Lift out all lines below that contain "query".
┄┄┄┄┄┄┄┄┄┄
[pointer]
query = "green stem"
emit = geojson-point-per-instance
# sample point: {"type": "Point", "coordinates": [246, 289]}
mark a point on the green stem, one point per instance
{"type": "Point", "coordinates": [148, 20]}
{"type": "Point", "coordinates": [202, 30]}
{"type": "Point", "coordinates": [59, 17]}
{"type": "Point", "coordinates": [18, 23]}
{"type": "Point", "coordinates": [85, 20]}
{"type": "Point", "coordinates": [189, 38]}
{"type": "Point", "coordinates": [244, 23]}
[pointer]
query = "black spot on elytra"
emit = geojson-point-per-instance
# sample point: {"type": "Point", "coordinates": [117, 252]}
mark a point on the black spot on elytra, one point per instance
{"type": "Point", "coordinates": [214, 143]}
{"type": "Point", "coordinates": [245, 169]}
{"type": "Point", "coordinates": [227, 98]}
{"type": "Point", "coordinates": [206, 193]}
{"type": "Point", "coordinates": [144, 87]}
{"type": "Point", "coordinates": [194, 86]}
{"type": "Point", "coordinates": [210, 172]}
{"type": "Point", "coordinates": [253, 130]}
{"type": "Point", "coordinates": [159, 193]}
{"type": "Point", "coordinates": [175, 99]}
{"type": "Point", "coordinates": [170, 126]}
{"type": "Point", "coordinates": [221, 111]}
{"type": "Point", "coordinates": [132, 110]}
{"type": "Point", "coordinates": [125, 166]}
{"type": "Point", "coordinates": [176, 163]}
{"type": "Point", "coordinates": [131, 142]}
┄┄┄┄┄┄┄┄┄┄
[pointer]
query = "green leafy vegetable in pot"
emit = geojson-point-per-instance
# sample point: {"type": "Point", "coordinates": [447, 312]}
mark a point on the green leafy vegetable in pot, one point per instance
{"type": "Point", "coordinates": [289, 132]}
┄┄┄┄┄┄┄┄┄┄
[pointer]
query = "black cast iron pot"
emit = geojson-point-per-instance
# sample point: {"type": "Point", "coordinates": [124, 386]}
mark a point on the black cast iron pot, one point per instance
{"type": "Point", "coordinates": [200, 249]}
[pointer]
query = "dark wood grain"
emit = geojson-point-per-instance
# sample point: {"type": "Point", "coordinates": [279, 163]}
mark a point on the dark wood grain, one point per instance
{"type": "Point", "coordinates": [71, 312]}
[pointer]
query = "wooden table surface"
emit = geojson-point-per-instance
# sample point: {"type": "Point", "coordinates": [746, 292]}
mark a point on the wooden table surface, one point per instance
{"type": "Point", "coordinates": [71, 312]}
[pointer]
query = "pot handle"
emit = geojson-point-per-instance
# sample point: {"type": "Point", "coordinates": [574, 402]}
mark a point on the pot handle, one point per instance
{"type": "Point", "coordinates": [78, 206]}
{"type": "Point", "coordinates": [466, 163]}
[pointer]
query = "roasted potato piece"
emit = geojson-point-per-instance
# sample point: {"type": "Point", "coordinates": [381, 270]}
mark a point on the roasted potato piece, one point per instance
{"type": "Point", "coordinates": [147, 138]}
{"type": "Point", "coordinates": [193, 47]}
┄┄┄┄┄┄┄┄┄┄
• [Task solution]
query = "green stem"
query = "black spot on elytra"
query = "green leafy vegetable in pot"
query = "black cast iron pot"
query = "dark wood grain"
query = "wooden table surface"
query = "pot handle"
query = "roasted potato piece"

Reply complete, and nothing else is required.